> **SET PROBLEM**
Locate the line containing "Could you please indicate the dark jacket", then please write out that line and all the lines below it in the entries exactly.

> **INPUT ROWS**
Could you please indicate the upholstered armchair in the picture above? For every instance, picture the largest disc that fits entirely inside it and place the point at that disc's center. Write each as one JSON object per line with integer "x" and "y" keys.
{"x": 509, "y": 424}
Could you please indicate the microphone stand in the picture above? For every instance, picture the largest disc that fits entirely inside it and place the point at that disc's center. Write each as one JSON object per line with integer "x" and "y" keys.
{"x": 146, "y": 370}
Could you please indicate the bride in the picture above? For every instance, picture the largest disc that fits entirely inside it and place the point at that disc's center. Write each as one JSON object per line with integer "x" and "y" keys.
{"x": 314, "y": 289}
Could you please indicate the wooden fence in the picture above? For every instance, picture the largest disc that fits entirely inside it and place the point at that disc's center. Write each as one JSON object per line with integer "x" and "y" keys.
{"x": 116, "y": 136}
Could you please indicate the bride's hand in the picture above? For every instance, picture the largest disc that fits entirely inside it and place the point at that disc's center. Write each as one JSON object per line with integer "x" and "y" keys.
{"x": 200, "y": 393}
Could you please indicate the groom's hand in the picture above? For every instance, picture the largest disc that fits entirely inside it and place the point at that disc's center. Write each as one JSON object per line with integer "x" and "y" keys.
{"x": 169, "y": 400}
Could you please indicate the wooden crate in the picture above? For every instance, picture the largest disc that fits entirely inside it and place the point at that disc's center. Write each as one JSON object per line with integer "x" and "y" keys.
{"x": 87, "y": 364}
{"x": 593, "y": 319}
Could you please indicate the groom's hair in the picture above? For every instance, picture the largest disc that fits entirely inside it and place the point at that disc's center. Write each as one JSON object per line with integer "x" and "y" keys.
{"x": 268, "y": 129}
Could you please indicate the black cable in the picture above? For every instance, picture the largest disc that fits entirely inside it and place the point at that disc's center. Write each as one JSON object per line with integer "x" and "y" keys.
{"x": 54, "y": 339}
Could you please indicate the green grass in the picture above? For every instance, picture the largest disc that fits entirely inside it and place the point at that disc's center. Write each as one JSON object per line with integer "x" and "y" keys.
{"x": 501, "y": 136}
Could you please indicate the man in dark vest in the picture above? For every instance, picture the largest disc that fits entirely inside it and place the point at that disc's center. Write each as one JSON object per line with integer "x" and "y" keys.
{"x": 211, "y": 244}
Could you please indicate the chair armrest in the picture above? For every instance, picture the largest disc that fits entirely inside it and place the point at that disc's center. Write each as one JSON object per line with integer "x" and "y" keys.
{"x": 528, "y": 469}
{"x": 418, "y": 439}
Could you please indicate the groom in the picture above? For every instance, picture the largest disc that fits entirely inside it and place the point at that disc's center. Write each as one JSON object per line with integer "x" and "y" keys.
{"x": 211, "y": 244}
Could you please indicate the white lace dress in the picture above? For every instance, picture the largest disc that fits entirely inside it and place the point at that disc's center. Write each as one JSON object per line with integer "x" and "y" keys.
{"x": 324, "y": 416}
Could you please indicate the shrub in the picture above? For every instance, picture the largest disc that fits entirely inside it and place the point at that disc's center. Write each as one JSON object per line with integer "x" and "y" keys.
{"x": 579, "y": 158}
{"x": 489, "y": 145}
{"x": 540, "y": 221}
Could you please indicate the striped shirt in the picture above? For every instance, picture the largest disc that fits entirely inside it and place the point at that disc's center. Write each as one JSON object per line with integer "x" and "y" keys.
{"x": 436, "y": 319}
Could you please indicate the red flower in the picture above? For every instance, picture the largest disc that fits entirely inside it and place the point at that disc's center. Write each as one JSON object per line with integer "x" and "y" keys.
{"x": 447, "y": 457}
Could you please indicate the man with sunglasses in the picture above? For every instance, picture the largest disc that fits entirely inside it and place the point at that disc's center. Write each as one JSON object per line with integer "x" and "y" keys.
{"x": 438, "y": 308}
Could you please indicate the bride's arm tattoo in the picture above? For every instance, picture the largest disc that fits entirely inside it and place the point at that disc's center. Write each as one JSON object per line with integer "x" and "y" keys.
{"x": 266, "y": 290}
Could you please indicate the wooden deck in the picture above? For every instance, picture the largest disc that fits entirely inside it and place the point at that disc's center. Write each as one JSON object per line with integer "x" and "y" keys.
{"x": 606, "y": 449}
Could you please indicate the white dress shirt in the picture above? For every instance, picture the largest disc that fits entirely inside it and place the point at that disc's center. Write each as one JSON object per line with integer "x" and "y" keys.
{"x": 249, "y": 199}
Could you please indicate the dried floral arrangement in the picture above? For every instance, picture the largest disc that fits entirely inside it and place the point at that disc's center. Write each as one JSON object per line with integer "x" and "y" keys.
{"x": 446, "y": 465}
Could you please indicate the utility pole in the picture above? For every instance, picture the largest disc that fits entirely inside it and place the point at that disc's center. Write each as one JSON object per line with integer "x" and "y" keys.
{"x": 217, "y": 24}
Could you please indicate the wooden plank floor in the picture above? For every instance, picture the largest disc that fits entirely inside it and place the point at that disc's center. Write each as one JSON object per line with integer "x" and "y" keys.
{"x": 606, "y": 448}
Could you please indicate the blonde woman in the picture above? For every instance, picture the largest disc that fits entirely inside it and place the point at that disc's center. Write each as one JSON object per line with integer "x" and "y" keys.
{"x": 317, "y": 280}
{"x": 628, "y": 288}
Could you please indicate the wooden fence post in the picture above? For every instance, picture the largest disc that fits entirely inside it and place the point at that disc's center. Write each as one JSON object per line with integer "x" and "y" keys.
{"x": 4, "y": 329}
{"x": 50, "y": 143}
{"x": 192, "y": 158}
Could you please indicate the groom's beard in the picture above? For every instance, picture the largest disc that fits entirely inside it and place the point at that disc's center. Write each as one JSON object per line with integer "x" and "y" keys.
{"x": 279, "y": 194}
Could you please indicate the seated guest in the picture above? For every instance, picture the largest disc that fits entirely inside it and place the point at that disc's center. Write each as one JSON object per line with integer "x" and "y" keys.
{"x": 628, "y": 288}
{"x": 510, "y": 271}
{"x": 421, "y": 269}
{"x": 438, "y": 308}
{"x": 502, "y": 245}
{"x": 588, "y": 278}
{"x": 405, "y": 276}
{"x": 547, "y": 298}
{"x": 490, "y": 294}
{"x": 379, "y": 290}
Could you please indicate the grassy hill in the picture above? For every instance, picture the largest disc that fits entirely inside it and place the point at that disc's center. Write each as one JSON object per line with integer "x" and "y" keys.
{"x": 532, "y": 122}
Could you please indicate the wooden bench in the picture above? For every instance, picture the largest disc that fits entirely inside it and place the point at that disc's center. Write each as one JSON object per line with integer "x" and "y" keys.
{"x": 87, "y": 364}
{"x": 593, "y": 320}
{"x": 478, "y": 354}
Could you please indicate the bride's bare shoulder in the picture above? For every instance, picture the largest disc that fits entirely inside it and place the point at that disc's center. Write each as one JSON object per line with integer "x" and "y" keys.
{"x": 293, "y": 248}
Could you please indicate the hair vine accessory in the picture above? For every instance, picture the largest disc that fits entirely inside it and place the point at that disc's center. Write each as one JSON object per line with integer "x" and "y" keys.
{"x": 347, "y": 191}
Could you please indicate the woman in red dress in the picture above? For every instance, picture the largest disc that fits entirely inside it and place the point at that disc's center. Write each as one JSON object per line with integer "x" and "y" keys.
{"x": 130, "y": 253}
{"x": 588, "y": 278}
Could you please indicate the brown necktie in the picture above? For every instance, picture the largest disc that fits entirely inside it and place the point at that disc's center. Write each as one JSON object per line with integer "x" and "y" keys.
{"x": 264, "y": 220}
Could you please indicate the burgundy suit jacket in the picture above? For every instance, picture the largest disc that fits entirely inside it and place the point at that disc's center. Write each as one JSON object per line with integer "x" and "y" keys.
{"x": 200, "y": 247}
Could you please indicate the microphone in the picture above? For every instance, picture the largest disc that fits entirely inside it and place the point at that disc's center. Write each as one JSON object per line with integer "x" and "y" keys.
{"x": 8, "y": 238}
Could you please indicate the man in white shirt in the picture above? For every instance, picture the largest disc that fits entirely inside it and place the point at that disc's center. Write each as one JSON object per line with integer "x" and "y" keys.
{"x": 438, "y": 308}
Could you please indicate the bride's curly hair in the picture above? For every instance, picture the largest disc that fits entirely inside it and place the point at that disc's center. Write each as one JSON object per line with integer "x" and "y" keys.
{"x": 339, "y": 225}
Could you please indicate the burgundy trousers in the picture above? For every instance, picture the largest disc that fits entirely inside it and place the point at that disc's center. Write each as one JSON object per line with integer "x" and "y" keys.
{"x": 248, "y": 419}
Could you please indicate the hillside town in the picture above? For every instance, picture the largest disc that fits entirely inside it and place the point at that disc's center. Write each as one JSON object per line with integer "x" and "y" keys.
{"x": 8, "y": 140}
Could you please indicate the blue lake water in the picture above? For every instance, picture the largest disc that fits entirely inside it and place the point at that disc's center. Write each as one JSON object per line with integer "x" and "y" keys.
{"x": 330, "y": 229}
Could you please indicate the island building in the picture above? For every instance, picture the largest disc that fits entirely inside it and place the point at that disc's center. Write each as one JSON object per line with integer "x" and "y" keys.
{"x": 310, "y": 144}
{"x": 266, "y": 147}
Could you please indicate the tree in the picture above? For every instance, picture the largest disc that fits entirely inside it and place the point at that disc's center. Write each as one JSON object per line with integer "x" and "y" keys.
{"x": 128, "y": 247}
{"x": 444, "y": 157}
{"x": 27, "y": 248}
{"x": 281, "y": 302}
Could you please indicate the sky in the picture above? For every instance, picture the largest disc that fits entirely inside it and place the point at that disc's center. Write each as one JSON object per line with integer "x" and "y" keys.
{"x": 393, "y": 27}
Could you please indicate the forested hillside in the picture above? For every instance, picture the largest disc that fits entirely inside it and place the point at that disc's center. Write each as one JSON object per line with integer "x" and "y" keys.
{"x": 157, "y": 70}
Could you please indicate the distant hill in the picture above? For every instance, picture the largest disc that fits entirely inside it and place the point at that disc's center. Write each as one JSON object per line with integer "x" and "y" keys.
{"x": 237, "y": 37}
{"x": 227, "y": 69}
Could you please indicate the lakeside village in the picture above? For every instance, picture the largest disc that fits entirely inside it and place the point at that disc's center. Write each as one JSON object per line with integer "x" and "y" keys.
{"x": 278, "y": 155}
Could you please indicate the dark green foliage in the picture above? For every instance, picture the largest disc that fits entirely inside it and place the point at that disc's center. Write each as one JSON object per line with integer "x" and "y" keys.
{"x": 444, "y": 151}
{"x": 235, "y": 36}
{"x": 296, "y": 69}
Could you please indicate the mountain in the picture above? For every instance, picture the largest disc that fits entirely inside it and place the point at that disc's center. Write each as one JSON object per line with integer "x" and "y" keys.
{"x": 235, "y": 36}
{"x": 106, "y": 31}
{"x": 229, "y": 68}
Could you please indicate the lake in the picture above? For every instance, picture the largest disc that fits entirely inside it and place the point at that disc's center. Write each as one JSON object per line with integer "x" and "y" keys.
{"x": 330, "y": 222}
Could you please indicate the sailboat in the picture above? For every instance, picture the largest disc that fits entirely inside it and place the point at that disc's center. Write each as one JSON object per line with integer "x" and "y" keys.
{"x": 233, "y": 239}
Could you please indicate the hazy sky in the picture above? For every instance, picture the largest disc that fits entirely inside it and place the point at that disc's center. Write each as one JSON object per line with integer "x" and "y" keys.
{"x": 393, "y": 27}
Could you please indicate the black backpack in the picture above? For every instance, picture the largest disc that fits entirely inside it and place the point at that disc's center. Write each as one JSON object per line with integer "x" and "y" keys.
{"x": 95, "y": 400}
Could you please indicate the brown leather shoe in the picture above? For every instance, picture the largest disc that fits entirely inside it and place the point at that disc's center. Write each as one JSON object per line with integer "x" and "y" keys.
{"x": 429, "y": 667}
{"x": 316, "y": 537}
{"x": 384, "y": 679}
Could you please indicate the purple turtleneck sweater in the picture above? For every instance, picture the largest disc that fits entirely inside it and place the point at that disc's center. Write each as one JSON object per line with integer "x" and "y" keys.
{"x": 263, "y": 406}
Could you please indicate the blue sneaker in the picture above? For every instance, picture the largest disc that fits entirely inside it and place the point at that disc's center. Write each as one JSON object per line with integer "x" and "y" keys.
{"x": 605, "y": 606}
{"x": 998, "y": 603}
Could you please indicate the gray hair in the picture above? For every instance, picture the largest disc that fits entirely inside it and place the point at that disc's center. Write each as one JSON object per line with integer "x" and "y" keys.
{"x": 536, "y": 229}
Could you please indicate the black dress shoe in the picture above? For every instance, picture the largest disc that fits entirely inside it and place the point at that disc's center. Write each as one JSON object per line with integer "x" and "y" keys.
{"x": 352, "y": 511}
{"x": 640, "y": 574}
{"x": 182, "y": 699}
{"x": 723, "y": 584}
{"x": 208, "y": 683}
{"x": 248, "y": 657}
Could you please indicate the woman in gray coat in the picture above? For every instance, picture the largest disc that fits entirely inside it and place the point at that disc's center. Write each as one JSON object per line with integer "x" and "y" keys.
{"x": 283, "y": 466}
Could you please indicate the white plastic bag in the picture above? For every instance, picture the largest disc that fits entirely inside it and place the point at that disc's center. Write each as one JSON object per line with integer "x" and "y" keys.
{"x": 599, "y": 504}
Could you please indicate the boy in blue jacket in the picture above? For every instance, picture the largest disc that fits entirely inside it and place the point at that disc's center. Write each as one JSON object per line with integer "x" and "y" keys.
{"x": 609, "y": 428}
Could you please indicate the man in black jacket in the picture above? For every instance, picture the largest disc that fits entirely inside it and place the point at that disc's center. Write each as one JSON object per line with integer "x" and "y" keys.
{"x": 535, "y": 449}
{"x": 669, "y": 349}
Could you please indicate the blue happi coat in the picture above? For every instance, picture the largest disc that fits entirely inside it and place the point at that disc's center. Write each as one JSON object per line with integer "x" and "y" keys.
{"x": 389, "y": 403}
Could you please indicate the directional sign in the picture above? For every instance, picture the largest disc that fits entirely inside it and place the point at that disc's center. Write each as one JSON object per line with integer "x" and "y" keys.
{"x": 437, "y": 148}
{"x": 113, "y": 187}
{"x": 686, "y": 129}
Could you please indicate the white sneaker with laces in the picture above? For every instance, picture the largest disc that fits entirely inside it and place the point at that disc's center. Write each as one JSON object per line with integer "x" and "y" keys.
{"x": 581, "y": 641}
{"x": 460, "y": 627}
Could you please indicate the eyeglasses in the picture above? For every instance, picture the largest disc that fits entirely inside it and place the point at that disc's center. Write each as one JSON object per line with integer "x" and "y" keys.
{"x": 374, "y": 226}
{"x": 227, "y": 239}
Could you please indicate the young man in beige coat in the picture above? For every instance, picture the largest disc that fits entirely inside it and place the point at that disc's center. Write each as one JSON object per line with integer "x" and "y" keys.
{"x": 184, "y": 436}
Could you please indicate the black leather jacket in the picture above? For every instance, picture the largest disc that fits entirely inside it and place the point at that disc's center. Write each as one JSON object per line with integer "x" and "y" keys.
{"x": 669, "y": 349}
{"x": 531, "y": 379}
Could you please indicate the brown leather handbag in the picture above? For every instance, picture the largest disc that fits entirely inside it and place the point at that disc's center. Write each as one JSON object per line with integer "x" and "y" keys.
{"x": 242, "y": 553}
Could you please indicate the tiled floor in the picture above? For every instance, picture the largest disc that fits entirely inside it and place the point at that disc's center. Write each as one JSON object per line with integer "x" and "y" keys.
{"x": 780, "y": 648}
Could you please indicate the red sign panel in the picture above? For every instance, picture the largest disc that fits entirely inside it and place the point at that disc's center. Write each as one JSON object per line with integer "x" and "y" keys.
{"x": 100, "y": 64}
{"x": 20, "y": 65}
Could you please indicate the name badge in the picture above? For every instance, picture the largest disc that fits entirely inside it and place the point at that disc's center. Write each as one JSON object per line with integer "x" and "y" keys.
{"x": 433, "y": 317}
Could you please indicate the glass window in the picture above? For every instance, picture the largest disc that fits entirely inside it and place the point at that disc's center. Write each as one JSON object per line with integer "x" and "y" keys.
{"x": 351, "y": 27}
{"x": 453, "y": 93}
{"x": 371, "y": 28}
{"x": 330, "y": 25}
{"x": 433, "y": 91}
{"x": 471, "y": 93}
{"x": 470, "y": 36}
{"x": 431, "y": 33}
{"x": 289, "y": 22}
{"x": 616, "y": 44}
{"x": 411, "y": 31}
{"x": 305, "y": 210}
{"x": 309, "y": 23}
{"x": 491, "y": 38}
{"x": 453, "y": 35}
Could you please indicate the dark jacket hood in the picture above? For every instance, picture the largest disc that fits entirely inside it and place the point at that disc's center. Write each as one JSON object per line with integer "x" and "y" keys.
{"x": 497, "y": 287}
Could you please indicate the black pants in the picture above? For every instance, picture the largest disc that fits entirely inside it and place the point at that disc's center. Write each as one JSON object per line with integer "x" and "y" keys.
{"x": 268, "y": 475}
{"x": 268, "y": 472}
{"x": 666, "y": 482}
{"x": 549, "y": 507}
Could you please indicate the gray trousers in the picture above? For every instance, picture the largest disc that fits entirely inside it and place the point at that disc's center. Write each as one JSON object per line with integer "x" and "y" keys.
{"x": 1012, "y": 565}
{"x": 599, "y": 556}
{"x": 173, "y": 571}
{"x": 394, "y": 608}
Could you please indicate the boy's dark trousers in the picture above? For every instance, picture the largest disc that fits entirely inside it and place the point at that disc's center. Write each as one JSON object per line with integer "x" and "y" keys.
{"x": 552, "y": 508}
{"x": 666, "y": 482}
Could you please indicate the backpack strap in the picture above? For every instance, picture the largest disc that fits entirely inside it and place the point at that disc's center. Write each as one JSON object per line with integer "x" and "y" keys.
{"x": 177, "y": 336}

> **ANSWER FOR THIS EXERCISE**
Could you please indicate the dark jacket hood in the picture above? For every instance, picture the largest disc that fits entirely inside it and place the point at that disc's center. Write each as one JSON object per line with integer "x" and "y" keys.
{"x": 497, "y": 287}
Could you please indicate the black pants in the picture above? For every instance, picture the largest disc that fits entirely inside it and place the point at that disc's center. Write each as one JSON object per line with integer "x" and "y" keys.
{"x": 268, "y": 475}
{"x": 268, "y": 472}
{"x": 666, "y": 482}
{"x": 549, "y": 507}
Could you please indicate the gray trousers in the picture above? For every instance, picture the largest disc that fits entirely inside it and place the point at that disc's center. Write each as one JSON object per line with integer "x" and "y" keys.
{"x": 1012, "y": 565}
{"x": 599, "y": 556}
{"x": 173, "y": 571}
{"x": 394, "y": 608}
Could you please indicate the boy's dark trousers in the picture above? For every instance, picture the largest disc that fits entirely inside it and place the point at that disc's center. Write each as one JSON object per line with integer "x" and "y" keys.
{"x": 552, "y": 508}
{"x": 666, "y": 482}
Could you please indicate the backpack strap in the picture above? For every instance, picture the largest disc that fits entirely inside it and place the point at that disc's center. Write each as one JSON object per line with integer "x" and "y" keys.
{"x": 177, "y": 336}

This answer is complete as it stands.